===== Data for the task

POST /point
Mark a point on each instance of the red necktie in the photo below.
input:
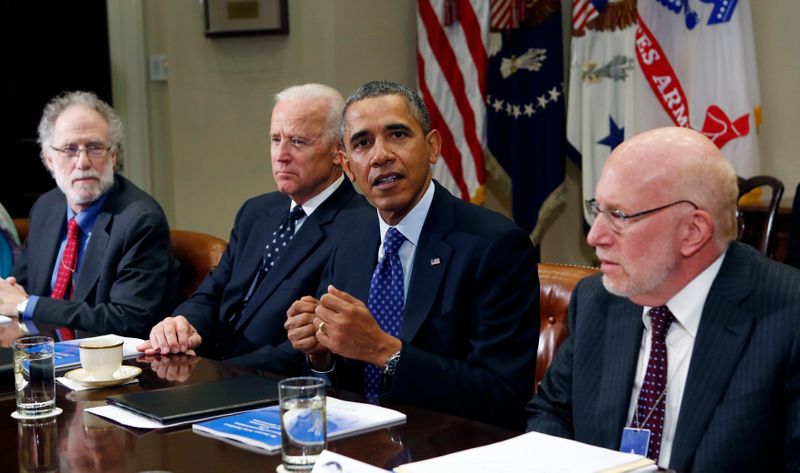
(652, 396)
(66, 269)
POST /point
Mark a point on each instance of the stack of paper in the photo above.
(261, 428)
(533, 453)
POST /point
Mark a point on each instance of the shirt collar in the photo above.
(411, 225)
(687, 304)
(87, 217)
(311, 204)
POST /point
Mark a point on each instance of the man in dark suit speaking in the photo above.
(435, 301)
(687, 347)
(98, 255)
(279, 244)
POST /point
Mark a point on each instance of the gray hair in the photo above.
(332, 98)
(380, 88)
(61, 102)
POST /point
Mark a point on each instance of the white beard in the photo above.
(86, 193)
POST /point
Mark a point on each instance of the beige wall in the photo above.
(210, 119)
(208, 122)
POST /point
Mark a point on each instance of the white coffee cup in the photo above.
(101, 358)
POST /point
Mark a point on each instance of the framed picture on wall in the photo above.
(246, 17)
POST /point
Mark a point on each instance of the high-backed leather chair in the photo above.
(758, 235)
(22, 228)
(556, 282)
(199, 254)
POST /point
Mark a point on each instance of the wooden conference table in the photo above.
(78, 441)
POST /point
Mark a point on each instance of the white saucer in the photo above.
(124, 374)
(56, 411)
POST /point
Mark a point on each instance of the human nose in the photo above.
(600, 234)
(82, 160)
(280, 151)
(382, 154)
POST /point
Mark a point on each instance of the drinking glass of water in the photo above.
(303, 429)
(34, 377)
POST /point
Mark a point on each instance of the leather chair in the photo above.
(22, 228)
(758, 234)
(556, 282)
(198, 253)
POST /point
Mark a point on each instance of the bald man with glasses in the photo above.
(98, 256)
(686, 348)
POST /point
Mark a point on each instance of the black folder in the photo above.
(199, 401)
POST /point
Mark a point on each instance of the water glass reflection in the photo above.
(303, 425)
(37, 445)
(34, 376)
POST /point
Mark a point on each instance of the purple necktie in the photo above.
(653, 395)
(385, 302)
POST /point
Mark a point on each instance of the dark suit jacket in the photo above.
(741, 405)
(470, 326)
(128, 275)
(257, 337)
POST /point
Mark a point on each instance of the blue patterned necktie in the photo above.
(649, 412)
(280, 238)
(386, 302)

==========

Your instructions: Each entry is to be written out again word for word, and any pictures are to be omitted.

Response:
POST /point
Mark a point on each instance of the red necktie in the photo below.
input:
(652, 396)
(66, 269)
POST /point
Mark a point on each instance of the stack of paper in the photo above.
(261, 428)
(533, 453)
POST /point
Mark a point on each instance of the shirt collar in the photo above.
(411, 225)
(687, 304)
(87, 217)
(311, 204)
POST /point
Mark a point on each instance of the man in dark suit speaking in the photo above.
(435, 301)
(687, 347)
(98, 255)
(279, 244)
POST /point
Mark a point on each instance of the gray hair in the photo above.
(332, 98)
(380, 88)
(61, 102)
POST /point
Mark a point on each instance of the white beard in the photo above.
(86, 193)
POST /point
Mark a point on each instance of the beige wall in the photo above.
(210, 119)
(208, 122)
POST /point
Mark a point on each instance of the white coffee cup in the photo above.
(101, 358)
POST /point
Mark a point on each instance of the framed picture on wall in the photo above.
(246, 17)
POST /point
Mark a point on each instance of the high-backed leather chair in the photo above.
(758, 235)
(22, 228)
(556, 282)
(199, 254)
POST /point
Mark a point on each instance of the wooden conference table in the photo above.
(78, 441)
POST /point
Mark a point on each instance of the white saucer in the photo above.
(124, 374)
(56, 411)
POST /point
Mark a point on each instance of the human nose in the photo above.
(600, 234)
(82, 160)
(280, 151)
(382, 154)
POST /point
Mark a point on each instance of the drinking glass of water in the photo above.
(303, 429)
(34, 377)
POST /point
Mark a point on each instance of the leather chair in the photo above.
(22, 228)
(758, 234)
(556, 282)
(198, 253)
POST /point
Mark a point on each instance of the bald man with glasses in the photo above.
(98, 256)
(686, 348)
POST /point
Mark a point on each instance of the black folder in the photo above.
(199, 401)
POST /point
Mark a point on each instance of the water glass reflection in the photo above.
(303, 425)
(37, 445)
(34, 376)
POST /point
Mark a point on each instance of the purple necktie in the photo above.
(653, 395)
(385, 302)
POST /point
Mark a point on each instance of the dark suit jacket in the photo above.
(741, 405)
(470, 326)
(128, 275)
(257, 337)
POST /point
Mark a point on each instance of the blue patterned necktie in the photo above.
(649, 412)
(280, 238)
(386, 302)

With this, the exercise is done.